Source data:
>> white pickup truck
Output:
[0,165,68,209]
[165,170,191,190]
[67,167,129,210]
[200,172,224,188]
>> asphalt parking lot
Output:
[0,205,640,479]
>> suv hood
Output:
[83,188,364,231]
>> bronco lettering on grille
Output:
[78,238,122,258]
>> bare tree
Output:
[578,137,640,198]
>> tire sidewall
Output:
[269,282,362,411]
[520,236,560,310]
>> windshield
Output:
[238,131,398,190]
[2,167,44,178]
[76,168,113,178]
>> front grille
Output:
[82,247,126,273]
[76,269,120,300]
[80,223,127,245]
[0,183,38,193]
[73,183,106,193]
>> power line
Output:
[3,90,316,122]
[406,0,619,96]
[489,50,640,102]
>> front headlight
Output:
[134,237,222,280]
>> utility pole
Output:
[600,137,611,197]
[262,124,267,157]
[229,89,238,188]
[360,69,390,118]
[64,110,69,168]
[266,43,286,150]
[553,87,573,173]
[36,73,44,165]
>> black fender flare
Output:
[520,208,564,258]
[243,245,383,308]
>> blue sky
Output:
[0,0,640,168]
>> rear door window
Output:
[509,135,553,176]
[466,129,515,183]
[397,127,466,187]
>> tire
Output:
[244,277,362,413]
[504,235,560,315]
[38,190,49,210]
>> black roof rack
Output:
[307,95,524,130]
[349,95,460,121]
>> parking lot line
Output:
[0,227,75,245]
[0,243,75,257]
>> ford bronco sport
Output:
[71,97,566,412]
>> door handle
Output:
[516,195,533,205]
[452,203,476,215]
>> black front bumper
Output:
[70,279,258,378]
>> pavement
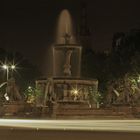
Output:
[0,119,140,140]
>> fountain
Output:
[36,10,98,116]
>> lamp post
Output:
[2,65,16,81]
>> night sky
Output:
[0,0,140,73]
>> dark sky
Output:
[0,0,140,71]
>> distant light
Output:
[11,65,16,69]
[28,86,32,89]
[2,65,8,69]
[4,93,9,101]
[73,90,78,95]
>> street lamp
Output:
[2,64,16,81]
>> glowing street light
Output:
[2,64,16,81]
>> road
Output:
[0,119,140,140]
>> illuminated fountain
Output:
[36,10,98,117]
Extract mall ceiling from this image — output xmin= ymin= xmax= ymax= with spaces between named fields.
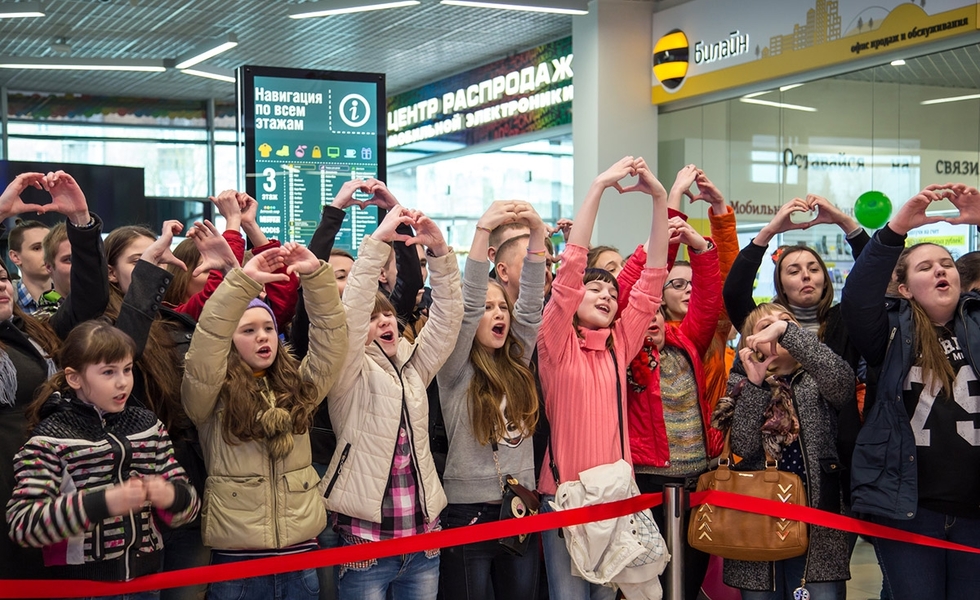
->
xmin=0 ymin=0 xmax=584 ymax=100
xmin=838 ymin=44 xmax=980 ymax=89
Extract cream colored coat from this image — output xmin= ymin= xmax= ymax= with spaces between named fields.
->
xmin=181 ymin=262 xmax=347 ymax=550
xmin=320 ymin=237 xmax=463 ymax=523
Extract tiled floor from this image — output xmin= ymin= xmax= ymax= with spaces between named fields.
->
xmin=847 ymin=538 xmax=881 ymax=600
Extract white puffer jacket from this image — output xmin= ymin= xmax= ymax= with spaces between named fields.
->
xmin=551 ymin=460 xmax=670 ymax=600
xmin=320 ymin=237 xmax=463 ymax=523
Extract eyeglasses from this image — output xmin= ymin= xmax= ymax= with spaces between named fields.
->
xmin=664 ymin=277 xmax=691 ymax=292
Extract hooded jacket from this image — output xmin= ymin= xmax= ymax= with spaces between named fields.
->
xmin=841 ymin=225 xmax=980 ymax=520
xmin=724 ymin=323 xmax=854 ymax=590
xmin=619 ymin=241 xmax=724 ymax=467
xmin=7 ymin=393 xmax=199 ymax=581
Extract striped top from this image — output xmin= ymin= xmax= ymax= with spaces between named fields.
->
xmin=538 ymin=244 xmax=667 ymax=494
xmin=7 ymin=394 xmax=199 ymax=581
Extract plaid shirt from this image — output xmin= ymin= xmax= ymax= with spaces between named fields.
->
xmin=337 ymin=415 xmax=438 ymax=542
xmin=17 ymin=279 xmax=38 ymax=315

■ The request ■
Quote verbatim the lines of the items starting at the line that contains "Extract plaid shirt" and continuing through the final line of the items, inclusive.

■ Response to the task ■
Extract plaid shirt from this image — output xmin= ymin= xmax= ymax= with spaces between named fields.
->
xmin=337 ymin=415 xmax=438 ymax=542
xmin=17 ymin=279 xmax=38 ymax=315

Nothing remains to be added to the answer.